Rewrite each nonblank line of the material below as a row of a Markdown table with the columns "Row" and "Material line", numbering the rows in order. Leave the pictures out.
━━━━
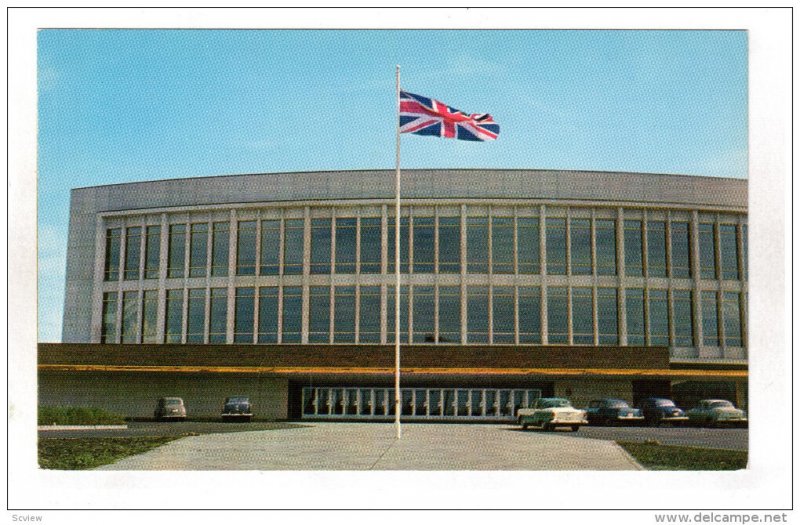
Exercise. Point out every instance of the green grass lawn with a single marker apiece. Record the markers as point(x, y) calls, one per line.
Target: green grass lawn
point(78, 416)
point(654, 456)
point(87, 453)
━━━━
- **TASK ANSWER**:
| Row | Material line |
|---|---|
| 1 | Exercise. Point out every instance of the green grass lawn with a single marker apiece. Record the markers as point(x, y) calls, one per line. |
| 2 | Target: green grass lawn |
| 3 | point(78, 416) |
| 4 | point(654, 456) |
| 5 | point(87, 453) |